> [Information shown]
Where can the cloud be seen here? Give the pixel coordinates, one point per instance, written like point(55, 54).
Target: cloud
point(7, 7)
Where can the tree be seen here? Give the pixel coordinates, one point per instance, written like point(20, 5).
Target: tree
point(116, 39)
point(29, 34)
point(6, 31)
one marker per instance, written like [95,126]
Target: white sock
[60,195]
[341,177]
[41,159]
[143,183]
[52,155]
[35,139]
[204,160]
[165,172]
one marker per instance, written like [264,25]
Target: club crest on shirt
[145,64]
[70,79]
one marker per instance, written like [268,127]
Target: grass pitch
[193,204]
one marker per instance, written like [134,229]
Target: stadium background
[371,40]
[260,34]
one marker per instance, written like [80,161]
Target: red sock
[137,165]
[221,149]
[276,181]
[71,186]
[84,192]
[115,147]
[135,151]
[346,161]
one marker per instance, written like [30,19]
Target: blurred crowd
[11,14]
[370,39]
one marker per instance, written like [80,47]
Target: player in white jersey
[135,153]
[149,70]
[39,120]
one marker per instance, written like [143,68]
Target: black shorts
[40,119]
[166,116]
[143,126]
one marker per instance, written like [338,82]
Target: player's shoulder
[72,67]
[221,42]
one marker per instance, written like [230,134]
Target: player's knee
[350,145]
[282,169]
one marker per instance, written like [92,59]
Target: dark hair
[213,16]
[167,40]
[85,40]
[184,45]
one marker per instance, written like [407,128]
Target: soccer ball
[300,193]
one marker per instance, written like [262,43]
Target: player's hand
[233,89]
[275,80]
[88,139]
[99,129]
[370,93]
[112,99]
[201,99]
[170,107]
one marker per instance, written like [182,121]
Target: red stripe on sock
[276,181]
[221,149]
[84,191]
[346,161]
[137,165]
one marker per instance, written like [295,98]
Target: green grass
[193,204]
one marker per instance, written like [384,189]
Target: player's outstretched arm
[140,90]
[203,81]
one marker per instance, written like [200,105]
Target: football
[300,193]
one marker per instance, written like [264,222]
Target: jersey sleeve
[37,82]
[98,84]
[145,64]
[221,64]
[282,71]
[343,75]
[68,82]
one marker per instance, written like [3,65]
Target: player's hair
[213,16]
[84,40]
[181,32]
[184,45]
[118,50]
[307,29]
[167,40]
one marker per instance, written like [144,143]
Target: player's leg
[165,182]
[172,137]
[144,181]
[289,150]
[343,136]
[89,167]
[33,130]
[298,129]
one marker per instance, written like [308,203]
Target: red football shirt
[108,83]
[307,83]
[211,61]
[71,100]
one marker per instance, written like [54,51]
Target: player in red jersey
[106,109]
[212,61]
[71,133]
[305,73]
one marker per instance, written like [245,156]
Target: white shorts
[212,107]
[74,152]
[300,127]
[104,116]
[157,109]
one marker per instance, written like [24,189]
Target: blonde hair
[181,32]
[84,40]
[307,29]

> [Problem description] When you reach the line that contains "one marker per instance, written like [262,43]", stop; that line and every line before it, from the very first line of the data, should be restated word for word.

> [Answer to this exercise]
Where can the cloud be seen here? Give the pixel coordinates, one point per instance, written like point(55, 54).
Target: cloud
point(7, 7)
Where can the tree be seen here? Give the pixel coordinates, one point per instance, written like point(20, 5).
Target: tree
point(116, 39)
point(29, 34)
point(6, 31)
one marker per instance, written like [95,126]
Target: white sock
[60,195]
[341,177]
[41,159]
[143,183]
[52,155]
[35,139]
[204,160]
[165,172]
one marker per instance, written like [264,25]
Target: club crest on shirt
[145,64]
[70,79]
one marker per instance, written like [268,127]
Target: grass pitch
[193,204]
one marker per instance, written like [134,229]
Target: stadium background
[371,40]
[260,34]
one marker per instance, written like [80,161]
Target: red sock
[137,165]
[221,149]
[276,181]
[71,186]
[84,192]
[115,147]
[135,151]
[346,161]
one marker per instance, written like [30,19]
Target: blurred crowd
[11,14]
[370,39]
one marker per instance, written like [80,47]
Target: player in white jersey
[135,153]
[149,70]
[39,120]
one marker per instance, written like [143,68]
Target: black shorts
[40,119]
[166,116]
[143,126]
one marker per instance, written like [338,82]
Target: player's shoulder
[72,67]
[221,42]
one marker per instance, written like [230,134]
Target: player's knee
[350,145]
[282,169]
one marker per instance, written like [92,59]
Target: dark hair
[213,16]
[167,40]
[85,40]
[184,45]
one marker per instance, written like [407,128]
Target: soccer ball
[300,193]
one marker per instance, written like [262,43]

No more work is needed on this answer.